The task: Return every one of the lines below, copied word for word.

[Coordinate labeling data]
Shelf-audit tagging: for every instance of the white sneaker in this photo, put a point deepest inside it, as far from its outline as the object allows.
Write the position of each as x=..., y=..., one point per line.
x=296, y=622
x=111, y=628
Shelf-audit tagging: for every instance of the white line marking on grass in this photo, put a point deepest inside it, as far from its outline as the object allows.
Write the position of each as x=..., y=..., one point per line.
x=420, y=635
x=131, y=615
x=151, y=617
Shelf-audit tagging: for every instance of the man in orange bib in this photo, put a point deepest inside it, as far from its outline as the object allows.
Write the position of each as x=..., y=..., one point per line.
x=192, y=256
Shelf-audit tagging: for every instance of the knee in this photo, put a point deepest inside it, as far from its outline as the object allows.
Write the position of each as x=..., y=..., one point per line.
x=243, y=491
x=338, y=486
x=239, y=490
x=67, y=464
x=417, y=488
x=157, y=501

Full output:
Shelf-audit tagging: for every instance of the white sneaker in this photo, put a point deepest inside it, as far from its outline as the object allows.
Write the position of each as x=..., y=..., one point per line.
x=296, y=622
x=111, y=628
Shelf-audit tagging: for every instance of the white line marking on grass in this photo, put a point deepest inside it, as far from its outline as the object allows.
Write the position of each as x=..., y=..., one point per line.
x=420, y=635
x=131, y=615
x=151, y=617
Shelf-audit tagging: for every instance of the man in orange bib in this photo, put a point deepest inside it, as far from its outline as the object allows.
Write the position of each as x=..., y=..., one point per line.
x=192, y=256
Shelf-audit tagging: for every instance of the knee in this photo, put a point deepest inside it, as far from its outline as the object allows.
Write the position of each as x=..., y=..., one point per line.
x=243, y=491
x=338, y=486
x=239, y=490
x=67, y=464
x=417, y=488
x=157, y=501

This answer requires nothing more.